**TASK BRIEF**:
Every word of the data below has to be copied faithfully.

**DATA LISTING**:
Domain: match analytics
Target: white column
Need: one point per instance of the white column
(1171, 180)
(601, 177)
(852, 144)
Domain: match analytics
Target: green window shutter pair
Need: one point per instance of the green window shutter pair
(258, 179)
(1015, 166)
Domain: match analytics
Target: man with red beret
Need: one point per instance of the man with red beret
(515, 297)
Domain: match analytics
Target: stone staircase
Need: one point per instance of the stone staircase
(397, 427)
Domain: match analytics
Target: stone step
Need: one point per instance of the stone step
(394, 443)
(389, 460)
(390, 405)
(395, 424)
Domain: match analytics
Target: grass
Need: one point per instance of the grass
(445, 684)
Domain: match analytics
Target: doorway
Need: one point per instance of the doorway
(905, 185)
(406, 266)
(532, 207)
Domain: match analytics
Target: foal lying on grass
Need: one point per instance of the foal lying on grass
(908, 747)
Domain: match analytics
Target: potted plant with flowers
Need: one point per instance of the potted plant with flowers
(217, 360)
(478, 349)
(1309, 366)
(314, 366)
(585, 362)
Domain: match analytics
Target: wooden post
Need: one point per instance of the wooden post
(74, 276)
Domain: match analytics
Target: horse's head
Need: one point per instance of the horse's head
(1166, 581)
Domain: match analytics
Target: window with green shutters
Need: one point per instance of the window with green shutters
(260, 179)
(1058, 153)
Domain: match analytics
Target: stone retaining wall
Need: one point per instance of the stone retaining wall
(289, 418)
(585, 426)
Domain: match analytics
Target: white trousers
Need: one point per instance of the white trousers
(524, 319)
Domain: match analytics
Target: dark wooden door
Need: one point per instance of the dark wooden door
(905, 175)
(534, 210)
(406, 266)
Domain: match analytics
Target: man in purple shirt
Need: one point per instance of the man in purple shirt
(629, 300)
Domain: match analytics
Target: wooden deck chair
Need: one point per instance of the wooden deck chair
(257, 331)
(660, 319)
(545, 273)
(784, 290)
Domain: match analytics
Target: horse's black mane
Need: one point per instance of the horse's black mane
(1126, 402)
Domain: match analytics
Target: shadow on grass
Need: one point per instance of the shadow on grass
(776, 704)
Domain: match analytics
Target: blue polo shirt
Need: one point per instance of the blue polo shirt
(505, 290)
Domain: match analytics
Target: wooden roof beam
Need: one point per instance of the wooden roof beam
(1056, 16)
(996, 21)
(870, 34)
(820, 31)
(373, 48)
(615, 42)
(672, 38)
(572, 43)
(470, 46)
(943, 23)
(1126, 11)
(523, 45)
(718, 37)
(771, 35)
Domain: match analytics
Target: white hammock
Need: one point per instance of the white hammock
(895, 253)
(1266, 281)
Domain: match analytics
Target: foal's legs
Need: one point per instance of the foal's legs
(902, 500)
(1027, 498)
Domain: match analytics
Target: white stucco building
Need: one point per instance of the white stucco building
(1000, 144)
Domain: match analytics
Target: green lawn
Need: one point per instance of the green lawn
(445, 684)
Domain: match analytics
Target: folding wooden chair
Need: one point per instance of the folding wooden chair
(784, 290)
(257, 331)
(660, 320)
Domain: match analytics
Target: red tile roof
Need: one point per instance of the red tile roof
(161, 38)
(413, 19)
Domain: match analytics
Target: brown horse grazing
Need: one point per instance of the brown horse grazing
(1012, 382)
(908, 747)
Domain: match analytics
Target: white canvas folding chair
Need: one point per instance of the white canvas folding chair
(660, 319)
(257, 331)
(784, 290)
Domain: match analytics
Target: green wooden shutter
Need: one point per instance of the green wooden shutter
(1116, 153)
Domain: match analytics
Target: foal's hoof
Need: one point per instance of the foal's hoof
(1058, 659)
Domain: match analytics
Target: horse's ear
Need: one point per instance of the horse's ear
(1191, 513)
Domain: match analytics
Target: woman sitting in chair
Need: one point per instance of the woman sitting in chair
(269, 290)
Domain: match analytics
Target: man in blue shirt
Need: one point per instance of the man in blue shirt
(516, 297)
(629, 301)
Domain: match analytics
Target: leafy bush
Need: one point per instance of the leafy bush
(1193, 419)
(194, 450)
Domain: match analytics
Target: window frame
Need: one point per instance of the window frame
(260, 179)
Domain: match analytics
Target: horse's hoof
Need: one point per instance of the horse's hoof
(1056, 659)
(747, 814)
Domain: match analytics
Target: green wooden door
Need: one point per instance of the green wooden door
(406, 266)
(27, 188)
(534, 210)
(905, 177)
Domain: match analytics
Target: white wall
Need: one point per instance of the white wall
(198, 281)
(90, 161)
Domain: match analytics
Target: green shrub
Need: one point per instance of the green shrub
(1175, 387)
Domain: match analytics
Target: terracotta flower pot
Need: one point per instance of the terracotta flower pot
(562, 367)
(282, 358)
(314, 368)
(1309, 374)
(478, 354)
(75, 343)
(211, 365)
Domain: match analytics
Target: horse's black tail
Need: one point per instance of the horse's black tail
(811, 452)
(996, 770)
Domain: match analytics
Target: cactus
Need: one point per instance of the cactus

**YOUR RESPONSE**:
Domain: match analytics
Target: white column
Need: one point per instance of the white column
(1171, 180)
(601, 177)
(852, 144)
Domain: match analytics
Target: green window shutter pair
Need: one point per instance of the green window shutter pair
(258, 179)
(1015, 166)
Domain: match analytics
Target: man with red beret
Need: one point per instance of the man with red beret
(515, 297)
Domain: match analytics
Target: stone staircase
Need: one point per instance of the stone staircase
(397, 427)
Domain: match analytics
Target: stone step
Need: one point per instance of the stone step
(394, 443)
(389, 460)
(390, 405)
(395, 424)
Domain: match analytics
Target: grass
Need: one point per instance of the grass
(445, 684)
Domain: match analytics
Target: doorway
Need: one point per instance of the doorway
(905, 185)
(406, 266)
(532, 207)
Domain: match analytics
Target: foal lying on grass
Need: one point per instance of the foal lying on grass
(908, 747)
Domain: match analytics
Target: potted plant with flowers
Need: one point per instance of the potted plant with flowers
(217, 360)
(478, 349)
(1309, 366)
(314, 366)
(585, 362)
Domain: match analytics
Target: wooden post
Need: one point per instance of the wooden post
(74, 276)
Domain: match analytics
Target: horse's head
Need: one point per instance of the horse's head
(1166, 581)
Domain: match analytics
Target: window with green shutters
Need: one point per instance of the window with green shutters
(260, 179)
(1058, 153)
Domain: match analytics
Target: stone retaining wall
Need: one point per instance of the stone retaining wall
(289, 418)
(585, 426)
Domain: match analytics
Target: white trousers
Need: one point per instance of the white trousers
(524, 319)
Domain: match analytics
Target: dark wooden door
Need: one point per instance of the dark wooden door
(905, 175)
(534, 210)
(406, 266)
Domain: match analytics
Target: man in purple shirt
Need: one point per instance of the man in purple shirt
(629, 300)
Domain: match analytics
Target: wooden deck chair
Need: one point per instance of the wooden deck chair
(257, 331)
(660, 319)
(545, 273)
(784, 290)
Domain: match analytics
Target: horse's black mane
Need: one point per instance of the horse's black mane
(1126, 402)
Domain: match analytics
Target: shadow on grass
Need: one point per instance of the shadow on grass
(776, 704)
Domain: match analytics
Target: blue polo shirt
Need: one point per instance of the blue polo shirt
(505, 290)
Domain: match analytics
Target: wooden roof beam
Need: one point per instance of the wooden roof beam
(1056, 16)
(996, 21)
(870, 34)
(820, 31)
(373, 48)
(615, 42)
(672, 38)
(572, 43)
(470, 46)
(943, 23)
(1126, 11)
(523, 45)
(718, 37)
(771, 35)
Domain: match analytics
Target: white hammock
Need: one point per instance of the white hammock
(895, 253)
(1266, 281)
Domain: match analytics
Target: foal's legs
Need: one point per instance of the foal's legs
(902, 500)
(1027, 498)
Domain: match analytics
Target: white stucco building
Need: one point per instance of the white stucco building
(1000, 144)
Domain: match analytics
Target: green lawn
Need: one point per instance of the green lawn
(445, 684)
Domain: match analytics
Target: folding wooden chair
Need: one point per instance of the folding wooden chair
(784, 290)
(257, 331)
(660, 320)
Domain: match analytics
Target: red tile roof
Need: one point per instance of the red tile roof
(161, 38)
(413, 19)
Domain: match analytics
Target: brown horse grazing
Need: one point per instance of the brown horse grazing
(1012, 382)
(908, 747)
Domain: match analytics
Target: white canvas folding chair
Need: one point per instance of the white canvas folding chair
(660, 319)
(257, 331)
(784, 290)
Domain: match analytics
Target: green wooden shutter
Need: one point per instance of the green wooden shutter
(1116, 153)
Domain: match analytics
Target: foal's hoof
Need: one point per instance of the foal's hoof
(1058, 659)
Domain: match analytics
Target: horse's ear
Need: one point per instance of the horse's ear
(1191, 513)
Domain: match analytics
Target: woman sitting in chair
Need: one point per instance of the woman sitting in chair
(269, 290)
Domain: match analytics
Target: man in blue shirt
Need: one point per instance of the man in blue shirt
(516, 297)
(629, 301)
Domain: match analytics
Target: leafy bush
Need: one point per instance of the leafy bush
(1193, 419)
(194, 450)
Domain: match analytics
Target: window frame
Need: one point per instance of the window frame
(260, 179)
Domain: match analytics
Target: horse's hoof
Need: one point per instance of the horse's hoof
(1056, 659)
(747, 814)
Domain: match analytics
Target: green wooden door
Need: one point per instance of the green wooden door
(406, 266)
(27, 188)
(534, 210)
(905, 177)
Domain: match analytics
Target: white wall
Need: one point per instance of the white wall
(198, 281)
(90, 161)
Domain: match analytics
Target: green shrub
Need: one point per instance of the green shrub
(1175, 387)
Domain: match analytics
Target: terracotta flower pot
Need: one point per instance of the terracotta flower pot
(562, 367)
(282, 358)
(314, 368)
(1309, 374)
(478, 354)
(75, 343)
(211, 365)
Domain: match analytics
Target: horse's black tail
Need: one point per instance of the horse's black tail
(811, 452)
(996, 770)
Domain: match analytics
Target: cactus
Need: one point per instance of the cactus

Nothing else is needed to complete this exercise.